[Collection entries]
________________________________________

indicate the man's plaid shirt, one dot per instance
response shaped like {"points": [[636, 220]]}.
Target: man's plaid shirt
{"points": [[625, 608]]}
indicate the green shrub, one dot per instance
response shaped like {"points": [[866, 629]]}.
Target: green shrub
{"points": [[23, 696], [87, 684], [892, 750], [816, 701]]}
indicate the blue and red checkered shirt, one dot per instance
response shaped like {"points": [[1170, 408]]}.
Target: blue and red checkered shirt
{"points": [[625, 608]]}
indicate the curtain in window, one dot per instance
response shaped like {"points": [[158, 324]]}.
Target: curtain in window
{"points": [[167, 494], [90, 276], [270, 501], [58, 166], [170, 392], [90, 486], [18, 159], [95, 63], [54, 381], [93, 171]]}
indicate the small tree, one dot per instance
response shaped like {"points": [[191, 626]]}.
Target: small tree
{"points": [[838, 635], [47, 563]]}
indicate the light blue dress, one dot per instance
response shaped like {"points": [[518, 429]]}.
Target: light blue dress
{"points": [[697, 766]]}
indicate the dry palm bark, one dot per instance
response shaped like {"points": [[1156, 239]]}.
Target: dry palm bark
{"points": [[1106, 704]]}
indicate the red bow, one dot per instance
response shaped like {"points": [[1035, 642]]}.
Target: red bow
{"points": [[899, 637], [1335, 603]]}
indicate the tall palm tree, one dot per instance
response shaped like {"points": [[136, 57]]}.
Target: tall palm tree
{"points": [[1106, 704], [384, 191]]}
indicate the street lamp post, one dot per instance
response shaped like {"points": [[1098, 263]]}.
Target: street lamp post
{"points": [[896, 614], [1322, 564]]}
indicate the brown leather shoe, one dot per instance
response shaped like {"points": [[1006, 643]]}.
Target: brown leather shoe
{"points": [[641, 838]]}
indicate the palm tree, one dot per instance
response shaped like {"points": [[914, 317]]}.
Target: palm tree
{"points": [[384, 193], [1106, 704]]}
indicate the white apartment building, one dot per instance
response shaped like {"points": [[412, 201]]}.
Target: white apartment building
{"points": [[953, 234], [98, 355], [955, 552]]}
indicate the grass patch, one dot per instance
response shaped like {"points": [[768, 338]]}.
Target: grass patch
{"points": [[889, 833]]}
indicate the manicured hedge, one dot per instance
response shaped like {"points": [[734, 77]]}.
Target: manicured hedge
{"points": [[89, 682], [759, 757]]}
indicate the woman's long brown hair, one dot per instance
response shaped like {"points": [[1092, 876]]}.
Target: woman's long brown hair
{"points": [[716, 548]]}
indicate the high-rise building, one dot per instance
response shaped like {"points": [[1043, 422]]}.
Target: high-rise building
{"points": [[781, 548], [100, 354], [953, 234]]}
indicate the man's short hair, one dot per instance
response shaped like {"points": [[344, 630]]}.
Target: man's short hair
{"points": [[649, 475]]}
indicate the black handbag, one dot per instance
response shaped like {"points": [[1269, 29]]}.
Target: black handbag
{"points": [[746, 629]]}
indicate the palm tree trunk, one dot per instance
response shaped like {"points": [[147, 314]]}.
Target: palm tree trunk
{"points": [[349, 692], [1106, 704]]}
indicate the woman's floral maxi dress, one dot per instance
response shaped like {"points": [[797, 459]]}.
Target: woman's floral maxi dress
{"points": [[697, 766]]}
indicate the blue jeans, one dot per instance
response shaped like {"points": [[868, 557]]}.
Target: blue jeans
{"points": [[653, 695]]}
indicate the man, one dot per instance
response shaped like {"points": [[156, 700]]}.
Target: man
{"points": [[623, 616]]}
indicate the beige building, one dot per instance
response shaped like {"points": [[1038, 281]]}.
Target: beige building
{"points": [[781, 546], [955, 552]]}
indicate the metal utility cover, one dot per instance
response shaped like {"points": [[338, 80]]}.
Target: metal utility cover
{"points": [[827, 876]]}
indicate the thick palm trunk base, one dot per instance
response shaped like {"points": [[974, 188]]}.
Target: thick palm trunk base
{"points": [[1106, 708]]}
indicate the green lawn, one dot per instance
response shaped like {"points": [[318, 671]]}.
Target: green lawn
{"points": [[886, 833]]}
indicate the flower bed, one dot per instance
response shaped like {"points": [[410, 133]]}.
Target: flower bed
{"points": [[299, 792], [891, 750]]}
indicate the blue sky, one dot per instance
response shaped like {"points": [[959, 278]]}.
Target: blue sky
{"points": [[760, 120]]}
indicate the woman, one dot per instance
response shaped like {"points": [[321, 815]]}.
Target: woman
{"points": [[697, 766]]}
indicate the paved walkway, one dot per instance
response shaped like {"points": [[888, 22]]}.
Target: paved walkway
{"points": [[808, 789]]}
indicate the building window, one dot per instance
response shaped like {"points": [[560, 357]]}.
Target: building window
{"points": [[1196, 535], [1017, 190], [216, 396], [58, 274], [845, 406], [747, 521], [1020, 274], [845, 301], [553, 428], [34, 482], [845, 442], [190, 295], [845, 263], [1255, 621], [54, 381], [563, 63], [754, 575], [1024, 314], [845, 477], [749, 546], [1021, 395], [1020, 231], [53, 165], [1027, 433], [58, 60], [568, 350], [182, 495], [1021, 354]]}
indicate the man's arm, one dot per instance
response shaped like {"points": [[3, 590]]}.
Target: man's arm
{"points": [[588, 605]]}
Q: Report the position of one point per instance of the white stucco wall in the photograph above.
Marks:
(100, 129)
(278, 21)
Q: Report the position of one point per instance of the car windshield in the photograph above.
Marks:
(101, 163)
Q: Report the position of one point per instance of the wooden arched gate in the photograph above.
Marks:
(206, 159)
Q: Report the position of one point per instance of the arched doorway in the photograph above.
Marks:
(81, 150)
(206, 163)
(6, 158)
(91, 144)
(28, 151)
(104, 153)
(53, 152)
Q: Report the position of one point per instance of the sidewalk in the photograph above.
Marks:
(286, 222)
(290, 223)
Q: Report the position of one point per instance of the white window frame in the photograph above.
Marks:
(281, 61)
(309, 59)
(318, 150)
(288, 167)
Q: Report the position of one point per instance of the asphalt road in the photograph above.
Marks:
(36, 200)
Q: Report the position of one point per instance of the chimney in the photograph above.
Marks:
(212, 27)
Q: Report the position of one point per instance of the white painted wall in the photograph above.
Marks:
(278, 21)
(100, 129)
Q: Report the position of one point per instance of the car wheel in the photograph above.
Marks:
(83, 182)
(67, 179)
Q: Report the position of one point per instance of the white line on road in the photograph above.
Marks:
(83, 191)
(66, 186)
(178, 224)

________________________________________

TASK TO COMPLETE -> The records above are to be given again in full, word for word.

ANSWER SPACE ->
indicate the man's plaid shirt, one dot per instance
response shaped like {"points": [[636, 220]]}.
Target: man's plaid shirt
{"points": [[625, 608]]}
indicate the green shrub, one dot per instance
response shaped like {"points": [[866, 629]]}.
Target: green shrub
{"points": [[23, 696], [87, 684], [892, 750], [816, 701]]}
indicate the blue and red checkered shirt, one dot per instance
response shaped like {"points": [[1170, 408]]}.
Target: blue and red checkered shirt
{"points": [[625, 608]]}
indicate the curtain in window, one dot per instance
response shaped like {"points": [[158, 324]]}.
Target: curtain in window
{"points": [[167, 494], [90, 276], [270, 501], [58, 166], [170, 392], [90, 486], [18, 159], [95, 63], [54, 381], [93, 171]]}
indicate the small tree, one dot per instance
response shaped like {"points": [[191, 626]]}.
Target: small tree
{"points": [[838, 635], [47, 563]]}
indicate the light blue dress, one dot per instance
response shaped like {"points": [[518, 429]]}.
Target: light blue dress
{"points": [[697, 766]]}
indicate the dry palm bark, one dot per instance
response shaped like {"points": [[1156, 239]]}.
Target: dry palm bark
{"points": [[1106, 704]]}
indicate the red bow, one dot per instance
response shaped like {"points": [[1035, 642]]}.
Target: red bow
{"points": [[899, 637], [1335, 603]]}
indicate the tall palm tree, one dot per instance
response shaped like {"points": [[136, 57]]}.
Target: tall palm tree
{"points": [[1106, 704], [384, 191]]}
indicate the street lamp post, one dot per instance
response shaped like {"points": [[1098, 263]]}.
Target: street lamp post
{"points": [[896, 614], [1322, 564]]}
indicate the brown leather shoe, one dot per instance
response shaped like {"points": [[1006, 643]]}.
Target: brown leather shoe
{"points": [[641, 838]]}
indicate the palm tree, one dot per instance
response shaped like {"points": [[914, 317]]}.
Target: palm tree
{"points": [[384, 193], [1106, 704]]}
indicate the white apartment building, one dot per instance
response shaped like {"points": [[412, 201]]}.
Target: white apartment building
{"points": [[953, 234], [98, 355], [955, 552]]}
indicate the grass patch, one dot per instance
response shaped like {"points": [[768, 338]]}.
Target: grass patch
{"points": [[889, 833]]}
indicate the manicured hedge, one dot per instance
response shaped like {"points": [[734, 77]]}.
Target: manicured hedge
{"points": [[89, 682], [759, 757]]}
indicate the woman's long brown hair, one dot per instance
response shaped like {"points": [[1092, 876]]}.
Target: woman's long brown hair
{"points": [[716, 548]]}
indicate the high-rise building, one dot per instance
response shaped like {"points": [[1043, 422]]}.
Target: high-rise building
{"points": [[781, 548], [100, 354], [953, 234]]}
indicate the man's short hair, one dot per instance
response shaped like {"points": [[344, 630]]}.
Target: man's short hair
{"points": [[649, 475]]}
indicate the black handbag, one dot per instance
response shaped like {"points": [[1269, 29]]}.
Target: black handbag
{"points": [[746, 629]]}
indicate the palm tree trunk, one dot per instance
response shaped like {"points": [[147, 314]]}.
Target: palm tree trunk
{"points": [[349, 692], [1106, 704]]}
indicate the woman's floral maxi dress, one dot per instance
response shaped like {"points": [[797, 459]]}.
Target: woman's floral maxi dress
{"points": [[697, 766]]}
indicate the blue jeans, one dot per instance
response shaped like {"points": [[868, 557]]}.
Target: blue jeans
{"points": [[653, 695]]}
indicate the man, one dot per instance
response shaped like {"points": [[156, 700]]}.
Target: man
{"points": [[623, 616]]}
indicate the beige building, one dot per instance
response shaped like {"points": [[1038, 281]]}.
Target: beige building
{"points": [[781, 546], [955, 552]]}
indicate the metal utility cover, one dot per instance
response shaped like {"points": [[338, 80]]}.
Target: metal utility cover
{"points": [[827, 876]]}
indicate the thick palm trunk base, one dot per instance
response shaped like {"points": [[974, 188]]}.
Target: thick palm trunk base
{"points": [[1106, 708]]}
indicate the green lawn, one dot per instance
response shaped like {"points": [[318, 671]]}.
Target: green lawn
{"points": [[886, 833]]}
indicate the flower bed, one dot per instance
response shaped like {"points": [[410, 133]]}.
Target: flower bed
{"points": [[299, 792], [891, 750]]}
indicate the blue sky, one dot per instance
response shaped like {"points": [[959, 278]]}.
Target: blue sky
{"points": [[760, 120]]}
indicate the woman, one dot per instance
response shaped like {"points": [[321, 815]]}.
Target: woman
{"points": [[697, 766]]}
indicate the paved walkway, one dot per instance
response shaped like {"points": [[888, 22]]}.
Target: paved walkway
{"points": [[808, 789]]}
indicate the building window, one dot per instance
response shaped like {"points": [[560, 357]]}.
Target: building window
{"points": [[1196, 535], [1017, 190], [216, 396], [58, 274], [845, 406], [747, 521], [1020, 274], [845, 301], [553, 428], [34, 482], [845, 442], [190, 295], [845, 263], [1255, 621], [54, 381], [563, 63], [754, 575], [1024, 314], [845, 477], [749, 546], [1021, 395], [1020, 231], [53, 165], [1027, 433], [58, 60], [568, 350], [182, 495], [1021, 354]]}
indicate the man's arm, one dot per instance
response shaped like {"points": [[3, 590]]}.
Target: man's arm
{"points": [[588, 605]]}
Q: Report the position of one point per instance of the white stucco wall in the photograph above.
Marks:
(100, 129)
(278, 21)
Q: Report the position of one point per instance of the car windshield in the photograph above.
Marks:
(101, 163)
Q: Report the position of one point per instance of the wooden arched gate in the photograph above.
Marks:
(206, 159)
Q: Report the position of one point per instance of the arched doorway in the photograph above.
Marks:
(81, 150)
(206, 163)
(6, 158)
(91, 144)
(28, 151)
(104, 153)
(53, 152)
Q: Report the position of one point per instance of the sidewalk in the photograph above.
Marks:
(286, 222)
(290, 223)
Q: Report the position of one point per instance of the white window frame in the photograph above.
Marks:
(281, 61)
(309, 59)
(318, 150)
(288, 167)
Q: Report the position of one point per instance of the asphalt road in the photograph above.
Marks:
(36, 200)
Q: Report the position of one point per instance of the chimney in the photograph above.
Marks:
(212, 27)
Q: Report the position of one point per instance of the white painted wall in the photograph above.
Marks:
(278, 21)
(100, 129)
Q: Report the position of one point per instance of the car wheel in the photograph above.
Marks:
(83, 182)
(67, 179)
Q: Report the position of one point per instance of the white line on road in the photograph above.
Marks:
(83, 191)
(66, 186)
(178, 224)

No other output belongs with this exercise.